What the task asks: Format the data from its start through the line containing "point(138, 90)" as a two-column CSV with the headers "text" and "answer," one row for each text and its answer. Put each in a single quoted field, replacing line breaks with spaces.

Records provided:

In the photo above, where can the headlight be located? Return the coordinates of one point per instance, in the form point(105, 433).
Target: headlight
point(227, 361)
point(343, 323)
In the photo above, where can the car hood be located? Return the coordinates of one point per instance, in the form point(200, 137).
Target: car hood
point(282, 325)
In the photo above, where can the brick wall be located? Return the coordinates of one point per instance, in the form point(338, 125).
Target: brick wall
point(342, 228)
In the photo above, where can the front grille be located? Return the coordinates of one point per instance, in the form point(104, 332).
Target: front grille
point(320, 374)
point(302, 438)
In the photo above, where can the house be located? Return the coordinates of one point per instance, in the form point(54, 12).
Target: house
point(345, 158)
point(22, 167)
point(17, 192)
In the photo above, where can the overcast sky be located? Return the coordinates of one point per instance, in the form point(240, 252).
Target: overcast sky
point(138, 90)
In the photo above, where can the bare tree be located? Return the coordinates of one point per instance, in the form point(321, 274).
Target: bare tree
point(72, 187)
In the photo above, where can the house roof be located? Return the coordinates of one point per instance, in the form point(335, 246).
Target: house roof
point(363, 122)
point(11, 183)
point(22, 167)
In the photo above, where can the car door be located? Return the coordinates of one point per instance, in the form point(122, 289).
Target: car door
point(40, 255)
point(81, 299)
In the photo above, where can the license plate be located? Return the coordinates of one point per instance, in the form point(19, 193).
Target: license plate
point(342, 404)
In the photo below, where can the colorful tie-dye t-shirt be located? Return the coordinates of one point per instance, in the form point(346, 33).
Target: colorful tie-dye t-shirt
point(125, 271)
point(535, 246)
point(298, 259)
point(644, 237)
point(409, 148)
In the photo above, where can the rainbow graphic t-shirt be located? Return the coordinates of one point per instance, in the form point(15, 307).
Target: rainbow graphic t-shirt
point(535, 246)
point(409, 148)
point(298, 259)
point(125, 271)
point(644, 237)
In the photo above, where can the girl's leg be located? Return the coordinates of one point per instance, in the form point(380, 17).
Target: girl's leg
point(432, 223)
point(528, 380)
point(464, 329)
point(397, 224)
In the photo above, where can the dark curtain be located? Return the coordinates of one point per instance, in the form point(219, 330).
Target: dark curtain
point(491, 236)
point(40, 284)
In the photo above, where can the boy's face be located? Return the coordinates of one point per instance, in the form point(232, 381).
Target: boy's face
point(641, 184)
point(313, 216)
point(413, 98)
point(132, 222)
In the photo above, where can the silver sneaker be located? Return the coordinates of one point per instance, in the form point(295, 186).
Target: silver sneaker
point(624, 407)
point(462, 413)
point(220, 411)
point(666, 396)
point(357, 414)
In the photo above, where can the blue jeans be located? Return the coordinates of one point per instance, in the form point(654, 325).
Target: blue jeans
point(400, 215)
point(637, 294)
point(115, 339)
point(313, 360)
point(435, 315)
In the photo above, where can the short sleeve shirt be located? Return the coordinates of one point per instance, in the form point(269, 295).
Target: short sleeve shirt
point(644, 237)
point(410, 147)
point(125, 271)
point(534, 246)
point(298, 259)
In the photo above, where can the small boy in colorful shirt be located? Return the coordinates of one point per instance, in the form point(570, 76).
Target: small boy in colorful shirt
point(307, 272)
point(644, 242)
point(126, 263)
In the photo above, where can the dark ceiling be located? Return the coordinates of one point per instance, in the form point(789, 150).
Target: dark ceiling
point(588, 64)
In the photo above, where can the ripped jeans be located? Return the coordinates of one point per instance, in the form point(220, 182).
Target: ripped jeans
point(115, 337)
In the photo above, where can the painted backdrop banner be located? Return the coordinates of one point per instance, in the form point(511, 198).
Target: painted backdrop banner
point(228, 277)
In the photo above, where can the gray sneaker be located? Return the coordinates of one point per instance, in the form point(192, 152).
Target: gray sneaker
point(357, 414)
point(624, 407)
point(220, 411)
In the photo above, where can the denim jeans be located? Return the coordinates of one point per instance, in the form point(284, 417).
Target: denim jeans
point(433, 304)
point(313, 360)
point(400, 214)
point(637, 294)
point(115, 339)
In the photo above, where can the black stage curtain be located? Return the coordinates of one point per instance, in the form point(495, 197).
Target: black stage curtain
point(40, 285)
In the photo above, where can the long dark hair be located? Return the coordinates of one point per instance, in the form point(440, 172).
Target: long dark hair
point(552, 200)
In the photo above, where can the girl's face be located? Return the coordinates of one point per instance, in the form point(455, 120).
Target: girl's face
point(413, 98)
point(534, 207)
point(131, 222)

Result of this task:
text,answer
"In the photo above, where can the headlight be located? Return the coordinates of one point per instance, in the form point(105, 433). Target: headlight","point(227, 361) point(343, 323)"
"In the photo above, where can the car hood be located? Return the coordinates of one point per instance, in the form point(200, 137). Target: car hood","point(282, 325)"
"In the photo above, where can the brick wall be located? Return the coordinates of one point per instance, in the form point(338, 125). Target: brick wall","point(342, 228)"
"In the photo above, where can the front grille be located? Return the coordinates of one point per instance, in the form point(104, 332). Target: front grille","point(320, 374) point(302, 438)"
"In the photo above, where can the house be located? Return the coordinates of one point per instance, in the form point(54, 12). Target: house","point(345, 158) point(22, 167) point(17, 192)"
"In the photo above, where can the overcast sky be located? Return the coordinates of one point per instance, in the form point(240, 252). Target: overcast sky","point(138, 90)"